Extract below:

The injection nearly matched the 110 Bcf build reported during the same week in 2019 but was 17.2% larger than the five-year average of 93 Bcf.

The long decline in working rigs due to weak crude oil prices has begun to catch up to the US gas market, with production estimates averaging just 86.5 Bcf/d for the week ended May 22, according to S&P Global Plats Analytics. This is down from roughly 92 Bcf/d in mid-April. Production for the third week of May tumbled 2.7 Bcf/d, marking the largest weekly decline in more than two years.

While the movement was unusually large for production, it was overshadowed by the dying gasp of residential and commercial demand, which declined more than 7 Bcf/d last week, hitting year-to-date lows.

Storage volumes now stand 778 Bcf, or 42.5%, above the year-ago level of 1.834 Tcf and 423 Bcf, or 19.3%, higher than the five-year average of 2.189 Tcf.

The recent drop in production was also met with higher power burn demand, which climbed 2.5 Bcf/d this week in response to an 8 degree increase in average temperatures across the US, according to Platts Analytics.

End of Extract.

Your task: Quote the natural gas storage passage word for word, between "While the movement" and "of 2.189 Tcf.", inclusive.

Dataset excerpts below:

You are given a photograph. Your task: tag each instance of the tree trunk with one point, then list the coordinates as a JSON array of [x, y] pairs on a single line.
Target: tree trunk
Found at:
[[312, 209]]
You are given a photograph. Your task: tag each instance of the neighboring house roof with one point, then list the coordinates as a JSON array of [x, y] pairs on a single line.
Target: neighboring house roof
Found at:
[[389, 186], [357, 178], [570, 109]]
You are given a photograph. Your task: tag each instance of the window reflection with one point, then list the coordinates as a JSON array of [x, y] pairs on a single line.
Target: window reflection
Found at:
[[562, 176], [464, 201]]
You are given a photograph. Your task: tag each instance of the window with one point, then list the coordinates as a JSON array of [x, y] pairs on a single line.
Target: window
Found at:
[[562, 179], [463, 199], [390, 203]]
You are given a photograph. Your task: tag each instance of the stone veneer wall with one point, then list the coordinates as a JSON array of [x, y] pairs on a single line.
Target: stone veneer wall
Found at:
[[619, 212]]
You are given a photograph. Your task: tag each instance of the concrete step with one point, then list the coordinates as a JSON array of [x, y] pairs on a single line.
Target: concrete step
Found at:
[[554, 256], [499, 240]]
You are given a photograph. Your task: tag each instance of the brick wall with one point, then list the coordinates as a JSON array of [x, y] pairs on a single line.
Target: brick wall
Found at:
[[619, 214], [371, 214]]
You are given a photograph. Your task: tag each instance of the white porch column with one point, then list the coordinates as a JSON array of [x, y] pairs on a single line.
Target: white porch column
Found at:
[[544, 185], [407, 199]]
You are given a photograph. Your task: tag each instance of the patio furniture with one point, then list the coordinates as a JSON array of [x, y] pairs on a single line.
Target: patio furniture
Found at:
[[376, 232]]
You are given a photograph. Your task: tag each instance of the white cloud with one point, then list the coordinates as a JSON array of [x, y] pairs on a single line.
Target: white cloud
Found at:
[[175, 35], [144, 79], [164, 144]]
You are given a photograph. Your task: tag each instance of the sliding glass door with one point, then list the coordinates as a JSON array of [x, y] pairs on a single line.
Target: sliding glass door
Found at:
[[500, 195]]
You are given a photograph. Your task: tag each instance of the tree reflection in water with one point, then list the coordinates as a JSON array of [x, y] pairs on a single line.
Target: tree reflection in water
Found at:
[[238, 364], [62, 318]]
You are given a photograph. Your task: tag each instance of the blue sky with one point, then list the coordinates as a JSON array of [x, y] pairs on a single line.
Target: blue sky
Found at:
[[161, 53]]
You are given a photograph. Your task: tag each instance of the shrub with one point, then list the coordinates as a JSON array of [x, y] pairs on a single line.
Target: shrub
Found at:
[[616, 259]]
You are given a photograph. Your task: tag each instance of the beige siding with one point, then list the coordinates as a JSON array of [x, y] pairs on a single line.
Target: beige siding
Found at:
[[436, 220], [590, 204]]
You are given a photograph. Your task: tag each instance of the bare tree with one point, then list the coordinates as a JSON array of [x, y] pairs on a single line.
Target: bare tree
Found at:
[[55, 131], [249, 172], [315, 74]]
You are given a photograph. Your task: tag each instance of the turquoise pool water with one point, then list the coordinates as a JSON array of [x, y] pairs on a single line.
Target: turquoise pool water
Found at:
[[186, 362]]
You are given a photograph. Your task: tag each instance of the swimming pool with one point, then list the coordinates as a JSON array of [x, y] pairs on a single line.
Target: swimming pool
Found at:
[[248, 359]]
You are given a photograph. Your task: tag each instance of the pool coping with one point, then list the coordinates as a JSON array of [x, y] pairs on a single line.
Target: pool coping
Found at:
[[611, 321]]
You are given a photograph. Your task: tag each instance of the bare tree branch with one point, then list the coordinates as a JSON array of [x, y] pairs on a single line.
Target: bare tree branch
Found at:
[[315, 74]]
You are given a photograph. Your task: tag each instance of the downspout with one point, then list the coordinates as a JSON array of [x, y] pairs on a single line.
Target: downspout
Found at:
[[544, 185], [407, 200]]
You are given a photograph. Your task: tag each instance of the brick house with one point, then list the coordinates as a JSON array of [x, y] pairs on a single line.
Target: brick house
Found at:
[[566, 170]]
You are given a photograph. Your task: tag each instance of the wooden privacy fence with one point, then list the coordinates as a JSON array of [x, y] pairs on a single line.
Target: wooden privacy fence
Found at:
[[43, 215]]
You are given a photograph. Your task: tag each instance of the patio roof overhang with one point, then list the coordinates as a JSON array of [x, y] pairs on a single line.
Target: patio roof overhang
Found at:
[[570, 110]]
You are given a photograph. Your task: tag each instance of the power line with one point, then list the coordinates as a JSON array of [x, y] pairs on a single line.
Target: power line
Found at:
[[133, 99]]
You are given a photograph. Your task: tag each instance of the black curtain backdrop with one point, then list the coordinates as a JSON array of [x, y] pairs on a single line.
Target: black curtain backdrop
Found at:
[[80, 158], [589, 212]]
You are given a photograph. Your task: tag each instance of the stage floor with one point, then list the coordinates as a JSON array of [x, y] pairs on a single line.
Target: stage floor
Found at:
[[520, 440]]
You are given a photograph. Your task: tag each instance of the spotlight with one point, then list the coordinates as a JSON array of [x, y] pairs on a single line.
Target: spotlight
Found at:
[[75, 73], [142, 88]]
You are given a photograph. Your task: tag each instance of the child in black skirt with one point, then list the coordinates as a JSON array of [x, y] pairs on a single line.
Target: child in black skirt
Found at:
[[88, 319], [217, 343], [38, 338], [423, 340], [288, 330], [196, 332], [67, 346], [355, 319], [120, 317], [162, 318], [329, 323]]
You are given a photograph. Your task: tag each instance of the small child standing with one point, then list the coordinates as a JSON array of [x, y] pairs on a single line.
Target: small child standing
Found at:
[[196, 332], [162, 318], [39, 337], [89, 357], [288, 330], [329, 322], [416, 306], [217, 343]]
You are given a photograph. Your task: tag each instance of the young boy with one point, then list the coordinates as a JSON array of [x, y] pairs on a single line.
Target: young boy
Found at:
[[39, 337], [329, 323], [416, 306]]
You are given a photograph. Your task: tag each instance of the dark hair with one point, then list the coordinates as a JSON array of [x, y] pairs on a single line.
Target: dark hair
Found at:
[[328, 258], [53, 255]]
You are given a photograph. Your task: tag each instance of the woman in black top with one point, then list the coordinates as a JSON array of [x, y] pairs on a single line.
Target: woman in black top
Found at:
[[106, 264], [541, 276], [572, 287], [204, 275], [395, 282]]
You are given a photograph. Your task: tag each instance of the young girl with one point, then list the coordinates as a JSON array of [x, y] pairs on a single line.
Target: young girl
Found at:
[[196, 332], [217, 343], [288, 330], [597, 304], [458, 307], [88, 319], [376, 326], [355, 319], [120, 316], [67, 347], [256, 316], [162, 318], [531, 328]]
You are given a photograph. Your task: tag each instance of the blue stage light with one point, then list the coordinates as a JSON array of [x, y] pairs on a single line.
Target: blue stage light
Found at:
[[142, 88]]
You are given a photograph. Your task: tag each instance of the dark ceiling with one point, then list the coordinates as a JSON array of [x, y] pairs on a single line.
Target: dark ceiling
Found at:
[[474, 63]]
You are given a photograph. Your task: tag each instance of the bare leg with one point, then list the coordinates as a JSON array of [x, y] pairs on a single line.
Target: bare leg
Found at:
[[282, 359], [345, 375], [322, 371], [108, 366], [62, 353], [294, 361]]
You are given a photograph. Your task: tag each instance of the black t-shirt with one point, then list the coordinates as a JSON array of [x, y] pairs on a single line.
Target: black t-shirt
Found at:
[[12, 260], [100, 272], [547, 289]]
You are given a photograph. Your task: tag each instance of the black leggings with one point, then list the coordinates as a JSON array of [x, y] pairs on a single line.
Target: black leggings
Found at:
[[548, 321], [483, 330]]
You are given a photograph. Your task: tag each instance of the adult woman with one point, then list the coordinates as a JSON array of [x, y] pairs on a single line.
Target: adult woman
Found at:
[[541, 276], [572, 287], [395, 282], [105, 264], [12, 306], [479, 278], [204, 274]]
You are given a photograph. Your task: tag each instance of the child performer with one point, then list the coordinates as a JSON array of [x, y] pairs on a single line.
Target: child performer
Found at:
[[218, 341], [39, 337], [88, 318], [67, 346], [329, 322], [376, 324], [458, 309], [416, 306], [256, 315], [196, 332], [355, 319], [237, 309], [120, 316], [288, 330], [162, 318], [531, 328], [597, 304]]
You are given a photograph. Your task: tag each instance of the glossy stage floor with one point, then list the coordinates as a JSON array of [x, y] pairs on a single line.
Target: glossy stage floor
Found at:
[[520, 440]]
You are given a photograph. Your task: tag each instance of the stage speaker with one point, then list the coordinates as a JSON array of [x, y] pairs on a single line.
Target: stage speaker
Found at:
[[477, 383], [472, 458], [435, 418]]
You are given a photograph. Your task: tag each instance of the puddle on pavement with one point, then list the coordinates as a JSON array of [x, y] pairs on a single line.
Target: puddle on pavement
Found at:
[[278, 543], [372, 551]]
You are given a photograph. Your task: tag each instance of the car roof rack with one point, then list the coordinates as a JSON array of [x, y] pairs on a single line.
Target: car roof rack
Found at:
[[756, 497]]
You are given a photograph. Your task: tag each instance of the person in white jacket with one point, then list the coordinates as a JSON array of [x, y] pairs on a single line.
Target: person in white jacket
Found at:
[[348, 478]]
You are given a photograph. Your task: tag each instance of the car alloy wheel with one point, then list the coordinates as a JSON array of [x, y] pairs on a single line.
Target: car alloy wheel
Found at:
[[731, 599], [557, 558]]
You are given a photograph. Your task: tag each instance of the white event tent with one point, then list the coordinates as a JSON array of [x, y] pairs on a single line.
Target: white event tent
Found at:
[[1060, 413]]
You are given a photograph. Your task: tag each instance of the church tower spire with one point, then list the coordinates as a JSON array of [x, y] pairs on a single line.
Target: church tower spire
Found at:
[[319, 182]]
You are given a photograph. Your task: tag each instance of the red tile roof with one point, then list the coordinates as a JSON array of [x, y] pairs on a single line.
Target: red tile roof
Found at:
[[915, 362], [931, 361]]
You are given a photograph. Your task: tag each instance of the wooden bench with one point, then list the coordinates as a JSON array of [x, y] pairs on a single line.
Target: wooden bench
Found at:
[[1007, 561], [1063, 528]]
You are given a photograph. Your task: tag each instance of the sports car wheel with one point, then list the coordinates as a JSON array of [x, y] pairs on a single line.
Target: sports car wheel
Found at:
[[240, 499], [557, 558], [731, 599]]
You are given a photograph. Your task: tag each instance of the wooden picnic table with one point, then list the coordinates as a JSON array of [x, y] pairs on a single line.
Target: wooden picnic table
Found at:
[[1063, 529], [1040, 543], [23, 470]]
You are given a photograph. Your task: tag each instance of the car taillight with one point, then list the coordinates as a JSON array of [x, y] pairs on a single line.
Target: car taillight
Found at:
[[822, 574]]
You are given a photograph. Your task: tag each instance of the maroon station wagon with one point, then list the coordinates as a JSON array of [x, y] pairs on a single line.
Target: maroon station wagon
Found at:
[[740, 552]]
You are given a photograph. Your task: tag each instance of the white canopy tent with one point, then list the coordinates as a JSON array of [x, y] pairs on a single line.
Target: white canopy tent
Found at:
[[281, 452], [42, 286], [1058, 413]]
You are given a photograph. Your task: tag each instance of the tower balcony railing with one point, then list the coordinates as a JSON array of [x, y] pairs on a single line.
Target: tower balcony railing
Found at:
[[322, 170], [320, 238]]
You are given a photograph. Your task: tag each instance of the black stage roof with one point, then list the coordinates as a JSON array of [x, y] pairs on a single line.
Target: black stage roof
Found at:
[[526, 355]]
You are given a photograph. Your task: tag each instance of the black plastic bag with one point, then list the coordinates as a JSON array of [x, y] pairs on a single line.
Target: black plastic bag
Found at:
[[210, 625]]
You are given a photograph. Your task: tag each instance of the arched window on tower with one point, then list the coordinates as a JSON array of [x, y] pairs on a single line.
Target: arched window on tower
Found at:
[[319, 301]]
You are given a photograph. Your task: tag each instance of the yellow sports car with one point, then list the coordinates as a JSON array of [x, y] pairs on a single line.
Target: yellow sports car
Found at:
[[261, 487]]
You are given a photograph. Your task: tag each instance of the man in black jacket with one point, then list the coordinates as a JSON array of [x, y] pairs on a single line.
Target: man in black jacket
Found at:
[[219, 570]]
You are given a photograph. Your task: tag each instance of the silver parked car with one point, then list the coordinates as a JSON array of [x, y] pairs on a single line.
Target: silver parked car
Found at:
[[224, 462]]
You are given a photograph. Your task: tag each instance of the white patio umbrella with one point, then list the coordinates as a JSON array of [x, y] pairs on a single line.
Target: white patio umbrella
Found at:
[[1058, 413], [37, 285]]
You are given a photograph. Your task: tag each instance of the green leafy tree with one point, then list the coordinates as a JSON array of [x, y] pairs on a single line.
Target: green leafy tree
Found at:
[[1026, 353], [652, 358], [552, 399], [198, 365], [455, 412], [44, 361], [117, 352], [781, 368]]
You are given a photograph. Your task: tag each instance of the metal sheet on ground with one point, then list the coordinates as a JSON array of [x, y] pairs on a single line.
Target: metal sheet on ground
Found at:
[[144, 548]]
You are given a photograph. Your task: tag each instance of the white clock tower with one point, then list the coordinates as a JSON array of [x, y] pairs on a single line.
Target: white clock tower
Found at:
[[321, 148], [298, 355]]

End of Dataset excerpts.

Answer space:
While the movement was unusually large for production, it was overshadowed by the dying gasp of residential and commercial demand, which declined more than 7 Bcf/d last week, hitting year-to-date lows.

Storage volumes now stand 778 Bcf, or 42.5%, above the year-ago level of 1.834 Tcf and 423 Bcf, or 19.3%, higher than the five-year average of 2.189 Tcf.